DIRECTIONS — Return the whole listing exactly as it stands.

>>

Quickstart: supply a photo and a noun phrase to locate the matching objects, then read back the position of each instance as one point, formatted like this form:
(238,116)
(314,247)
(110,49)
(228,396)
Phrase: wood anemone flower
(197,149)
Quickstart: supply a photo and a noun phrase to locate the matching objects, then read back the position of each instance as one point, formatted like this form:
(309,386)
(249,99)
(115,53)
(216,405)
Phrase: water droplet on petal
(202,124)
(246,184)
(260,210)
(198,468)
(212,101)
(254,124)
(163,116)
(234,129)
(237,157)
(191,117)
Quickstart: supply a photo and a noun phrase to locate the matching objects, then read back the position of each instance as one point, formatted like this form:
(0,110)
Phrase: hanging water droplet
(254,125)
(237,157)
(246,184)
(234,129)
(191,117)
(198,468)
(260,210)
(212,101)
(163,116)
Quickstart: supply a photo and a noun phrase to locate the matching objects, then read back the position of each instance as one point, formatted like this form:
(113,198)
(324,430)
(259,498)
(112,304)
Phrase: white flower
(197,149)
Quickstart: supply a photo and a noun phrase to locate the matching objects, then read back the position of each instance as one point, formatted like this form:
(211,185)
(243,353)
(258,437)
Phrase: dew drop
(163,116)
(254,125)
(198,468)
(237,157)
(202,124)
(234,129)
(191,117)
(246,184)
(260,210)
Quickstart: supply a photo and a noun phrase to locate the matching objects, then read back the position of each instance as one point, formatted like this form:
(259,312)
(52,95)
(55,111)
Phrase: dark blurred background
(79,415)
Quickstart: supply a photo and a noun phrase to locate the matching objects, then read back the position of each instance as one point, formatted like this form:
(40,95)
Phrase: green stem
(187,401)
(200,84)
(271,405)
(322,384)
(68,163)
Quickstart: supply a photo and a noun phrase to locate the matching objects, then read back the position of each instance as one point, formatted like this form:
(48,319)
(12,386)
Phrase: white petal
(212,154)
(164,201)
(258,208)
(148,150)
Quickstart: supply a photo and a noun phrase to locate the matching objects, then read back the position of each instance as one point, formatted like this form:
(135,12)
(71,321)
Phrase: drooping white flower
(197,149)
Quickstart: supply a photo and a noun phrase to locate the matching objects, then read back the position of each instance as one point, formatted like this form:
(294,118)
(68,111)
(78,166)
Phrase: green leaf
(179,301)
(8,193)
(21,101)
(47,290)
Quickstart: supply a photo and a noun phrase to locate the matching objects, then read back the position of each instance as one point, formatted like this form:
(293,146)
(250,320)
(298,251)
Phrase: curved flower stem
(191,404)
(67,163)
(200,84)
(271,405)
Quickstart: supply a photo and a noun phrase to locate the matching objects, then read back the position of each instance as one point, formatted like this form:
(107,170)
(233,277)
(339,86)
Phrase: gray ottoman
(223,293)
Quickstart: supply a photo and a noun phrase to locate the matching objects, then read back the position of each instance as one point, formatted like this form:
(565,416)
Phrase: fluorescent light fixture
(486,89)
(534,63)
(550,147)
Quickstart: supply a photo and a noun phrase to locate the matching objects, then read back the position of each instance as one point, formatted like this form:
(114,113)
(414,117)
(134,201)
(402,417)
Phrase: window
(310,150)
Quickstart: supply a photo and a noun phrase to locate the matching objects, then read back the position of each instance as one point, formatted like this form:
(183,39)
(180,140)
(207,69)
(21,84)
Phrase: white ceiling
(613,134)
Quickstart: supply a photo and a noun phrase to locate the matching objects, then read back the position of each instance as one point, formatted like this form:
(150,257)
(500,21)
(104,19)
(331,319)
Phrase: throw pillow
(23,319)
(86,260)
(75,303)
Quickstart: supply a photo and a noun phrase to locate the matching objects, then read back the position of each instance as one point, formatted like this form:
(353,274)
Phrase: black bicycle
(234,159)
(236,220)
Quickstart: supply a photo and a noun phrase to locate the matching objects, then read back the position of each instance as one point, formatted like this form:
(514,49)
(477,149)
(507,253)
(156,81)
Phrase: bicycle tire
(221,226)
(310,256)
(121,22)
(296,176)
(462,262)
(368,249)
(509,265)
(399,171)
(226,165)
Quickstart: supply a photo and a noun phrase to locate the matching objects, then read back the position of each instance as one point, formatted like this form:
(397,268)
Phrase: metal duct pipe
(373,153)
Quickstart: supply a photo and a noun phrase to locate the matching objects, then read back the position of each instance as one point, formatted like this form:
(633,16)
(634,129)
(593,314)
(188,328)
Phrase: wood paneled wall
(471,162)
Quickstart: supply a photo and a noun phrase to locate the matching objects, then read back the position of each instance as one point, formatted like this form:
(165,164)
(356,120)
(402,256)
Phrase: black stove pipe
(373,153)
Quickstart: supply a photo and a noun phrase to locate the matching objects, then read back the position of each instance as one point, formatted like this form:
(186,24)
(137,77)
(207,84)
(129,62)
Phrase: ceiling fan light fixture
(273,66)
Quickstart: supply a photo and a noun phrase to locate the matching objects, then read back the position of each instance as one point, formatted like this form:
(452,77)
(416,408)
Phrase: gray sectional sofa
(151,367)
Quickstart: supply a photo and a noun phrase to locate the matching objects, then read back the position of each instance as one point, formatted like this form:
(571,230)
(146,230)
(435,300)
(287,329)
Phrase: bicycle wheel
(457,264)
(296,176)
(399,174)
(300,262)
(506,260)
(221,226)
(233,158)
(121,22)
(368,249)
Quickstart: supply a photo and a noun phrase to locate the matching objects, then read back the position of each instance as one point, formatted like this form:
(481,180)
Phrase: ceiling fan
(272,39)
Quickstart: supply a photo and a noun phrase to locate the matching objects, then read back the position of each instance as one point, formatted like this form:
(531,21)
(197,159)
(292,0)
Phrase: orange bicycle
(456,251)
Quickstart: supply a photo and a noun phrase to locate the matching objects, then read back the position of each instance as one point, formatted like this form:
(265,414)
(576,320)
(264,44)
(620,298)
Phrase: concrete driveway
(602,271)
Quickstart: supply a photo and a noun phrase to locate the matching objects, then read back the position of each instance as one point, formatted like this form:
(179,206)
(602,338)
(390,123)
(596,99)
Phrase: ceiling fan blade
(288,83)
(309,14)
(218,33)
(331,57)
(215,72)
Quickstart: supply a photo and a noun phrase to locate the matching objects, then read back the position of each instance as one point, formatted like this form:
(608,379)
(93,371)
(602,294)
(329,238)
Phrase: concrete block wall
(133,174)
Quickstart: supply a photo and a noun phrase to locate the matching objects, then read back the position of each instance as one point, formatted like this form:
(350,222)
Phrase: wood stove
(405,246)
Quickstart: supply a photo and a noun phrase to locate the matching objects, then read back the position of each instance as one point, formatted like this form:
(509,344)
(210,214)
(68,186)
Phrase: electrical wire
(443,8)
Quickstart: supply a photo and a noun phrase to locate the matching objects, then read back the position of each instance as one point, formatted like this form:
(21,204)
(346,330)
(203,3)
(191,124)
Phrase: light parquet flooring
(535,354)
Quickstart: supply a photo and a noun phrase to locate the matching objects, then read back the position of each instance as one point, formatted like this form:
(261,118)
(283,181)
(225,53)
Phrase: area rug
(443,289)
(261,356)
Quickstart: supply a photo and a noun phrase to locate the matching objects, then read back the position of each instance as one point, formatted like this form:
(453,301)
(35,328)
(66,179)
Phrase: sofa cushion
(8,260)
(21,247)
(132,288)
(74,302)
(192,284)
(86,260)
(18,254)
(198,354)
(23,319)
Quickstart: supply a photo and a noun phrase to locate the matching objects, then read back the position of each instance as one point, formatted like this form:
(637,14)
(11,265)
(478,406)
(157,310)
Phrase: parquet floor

<<

RESPONSE —
Quickstart: supply a photo and a noun phrase to locate the matching objects, then read back the position of each instance as one point, formatted like this form:
(238,116)
(314,247)
(110,49)
(228,396)
Phrase: wood anemone flower
(197,149)
Quickstart: supply a photo and a noun phrase to locate the matching objects, then read back the position of each instance as one point, formatted like this form:
(309,386)
(249,99)
(115,53)
(216,405)
Phrase: water droplet on petal
(202,124)
(246,184)
(260,210)
(198,468)
(212,101)
(254,124)
(163,116)
(234,129)
(237,157)
(191,117)
Quickstart: supply a photo and a noun phrase to locate the matching objects, then read back the position of each instance as one point, formatted like this form:
(0,110)
Phrase: hanging water droplet
(254,125)
(237,157)
(246,184)
(234,129)
(191,117)
(198,468)
(260,210)
(212,101)
(163,116)
Quickstart: supply a photo and a noun phrase to locate the matching objects, then read back the position of each instance as one point, formatted like this form:
(113,198)
(324,430)
(259,498)
(112,304)
Phrase: white flower
(197,149)
Quickstart: supply a photo and a noun phrase to locate the matching objects, then read back the position of each instance as one point, formatted like this form:
(211,185)
(243,353)
(258,437)
Phrase: dew drop
(163,116)
(254,125)
(198,468)
(237,157)
(202,124)
(234,129)
(191,117)
(246,184)
(260,210)
Quickstart: supply a photo and a noun phrase to locate the matching objects, then read back the position of each instance as one point, formatted like this form:
(259,312)
(52,95)
(55,111)
Phrase: dark blurred background
(79,415)
Quickstart: supply a photo and a noun phrase to locate the matching objects, then read back the position of each instance as one point, formatted like this form:
(40,95)
Phrase: green stem
(187,401)
(200,84)
(271,405)
(322,384)
(68,163)
Quickstart: supply a photo and a noun phrase to locate the matching objects, then read back the position of each instance as one point, formatted like this form:
(48,319)
(12,386)
Phrase: white petal
(212,154)
(164,201)
(258,208)
(148,150)
Quickstart: supply a photo and a noun phrase to locate the matching objects, then read back the position of each instance as one point, formatted like this form:
(135,12)
(71,321)
Phrase: drooping white flower
(197,149)
Quickstart: supply a photo and a noun phrase to locate the matching objects, then read back the position of each instance as one point, formatted like this form:
(294,118)
(68,111)
(78,166)
Phrase: green leaf
(179,301)
(8,193)
(21,101)
(47,290)
Quickstart: supply a photo and a noun phrase to locate the matching objects, then read back the position of each instance as one point, formatted like this form:
(293,146)
(250,320)
(298,251)
Phrase: curved flower stem
(191,404)
(67,163)
(200,84)
(271,405)
Quickstart: supply a photo and a noun phrase to locate the matching objects, then read back the position of each instance as one point, formatted like this form:
(107,170)
(233,277)
(339,86)
Phrase: gray ottoman
(223,293)
Quickstart: supply a photo and a noun phrase to locate the matching objects, then read back the position of each instance as one point, formatted like this form:
(565,416)
Phrase: fluorescent light fixture
(486,89)
(534,63)
(550,147)
Quickstart: supply a photo and a noun phrase to locate the matching objects, then read back the position of each instance as one point, formatted like this form:
(114,113)
(414,117)
(134,201)
(402,417)
Phrase: window
(310,150)
Quickstart: supply a photo and a noun phrase to locate the matching objects, then read back the position of each instance as one point, formatted like this form:
(183,39)
(180,140)
(207,69)
(21,84)
Phrase: white ceiling
(613,134)
Quickstart: supply a photo and a noun phrase to locate the matching objects, then read back the position of each instance as one point, formatted like this form:
(150,257)
(500,21)
(104,19)
(331,319)
Phrase: throw pillow
(23,319)
(86,260)
(75,303)
Quickstart: supply a photo and a noun phrase to locate the matching objects, then read back the position of each instance as one point, formatted like this form:
(353,274)
Phrase: black bicycle
(234,159)
(236,220)
Quickstart: supply a photo and a noun phrase to locate the matching objects, then read back the position of each instance as one point, formatted like this form:
(514,49)
(477,149)
(507,253)
(156,81)
Phrase: bicycle tire
(221,226)
(310,256)
(121,22)
(296,176)
(462,262)
(368,249)
(509,265)
(399,171)
(226,165)
Quickstart: supply a photo and a noun phrase to locate the matching objects, then read back the position of each instance as one point, formatted like this form:
(397,268)
Phrase: metal duct pipe
(373,153)
Quickstart: supply a photo and a noun phrase to locate the matching objects, then read back the position of each instance as one point, formatted like this form:
(633,16)
(634,129)
(593,314)
(188,328)
Phrase: wood paneled wall
(471,162)
Quickstart: supply a photo and a noun phrase to locate the matching objects, then read back the position of each instance as one point, formatted like this form:
(165,164)
(356,120)
(402,256)
Phrase: black stove pipe
(373,153)
Quickstart: supply a photo and a noun phrase to locate the matching objects, then read back the position of each instance as one point, formatted like this form:
(186,24)
(137,77)
(207,84)
(129,62)
Phrase: ceiling fan light fixture
(273,66)
Quickstart: supply a photo and a noun phrase to locate the matching objects, then read back the position of each instance as one point, formatted like this form:
(452,77)
(416,408)
Phrase: gray sectional sofa
(151,367)
Quickstart: supply a photo and a noun phrase to locate the matching objects, then read back the position of each instance as one point, formatted like this form:
(571,230)
(146,230)
(435,300)
(287,329)
Phrase: bicycle wheel
(457,264)
(296,176)
(399,174)
(300,262)
(506,260)
(221,226)
(233,158)
(121,22)
(368,249)
Quickstart: supply a photo and a noun phrase to locate the matching objects, then read back the position of each instance as one point, formatted like this form:
(481,180)
Phrase: ceiling fan
(272,39)
Quickstart: supply a photo and a noun phrase to locate the matching objects, then read back the position of each instance as one point, formatted like this form:
(531,21)
(197,159)
(292,0)
Phrase: orange bicycle
(456,251)
Quickstart: supply a photo and a noun phrase to locate the matching objects, then read back the position of each instance as one point, formatted like this form:
(265,414)
(576,320)
(264,44)
(620,298)
Phrase: concrete driveway
(602,271)
Quickstart: supply a photo and a noun phrase to locate the matching objects, then read back the position of each instance as one point, formatted like this form:
(179,206)
(602,338)
(390,123)
(596,99)
Phrase: ceiling fan blade
(288,83)
(309,14)
(218,33)
(331,57)
(215,72)
Quickstart: supply a photo and a noun phrase to locate the matching objects, then read back the position of each instance as one point, formatted like this form:
(608,379)
(93,371)
(602,294)
(329,238)
Phrase: concrete block wall
(133,174)
Quickstart: supply a photo and a noun phrase to locate the matching objects, then read back the position of each instance as one point, formatted like this form:
(350,222)
Phrase: wood stove
(405,246)
Quickstart: supply a photo and a noun phrase to locate the matching objects, then read back the position of each instance as one point, formatted like this form:
(509,344)
(210,214)
(68,186)
Phrase: electrical wire
(443,8)
Quickstart: supply a photo and a noun phrase to locate the matching objects, then read back the position of each instance as one point, formatted like this form:
(21,204)
(346,330)
(203,3)
(191,124)
Phrase: light parquet flooring
(535,354)
Quickstart: supply a photo and a noun phrase to locate the matching objects, then read back the position of each instance as one point, formatted like this form:
(261,118)
(283,181)
(225,53)
Phrase: area rug
(443,289)
(261,356)
Quickstart: supply a photo and a noun phrase to locate the matching objects, then read back the position of each instance as one point, formatted like this form:
(453,301)
(35,328)
(66,179)
Phrase: sofa cushion
(8,260)
(21,247)
(132,288)
(74,302)
(192,284)
(86,260)
(18,254)
(198,354)
(23,319)
Quickstart: supply a photo and a noun phrase to locate the matching objects, then read back the position of each instance as one point, formatted like this form:
(637,14)
(11,265)
(478,406)
(157,310)
Phrase: parquet floor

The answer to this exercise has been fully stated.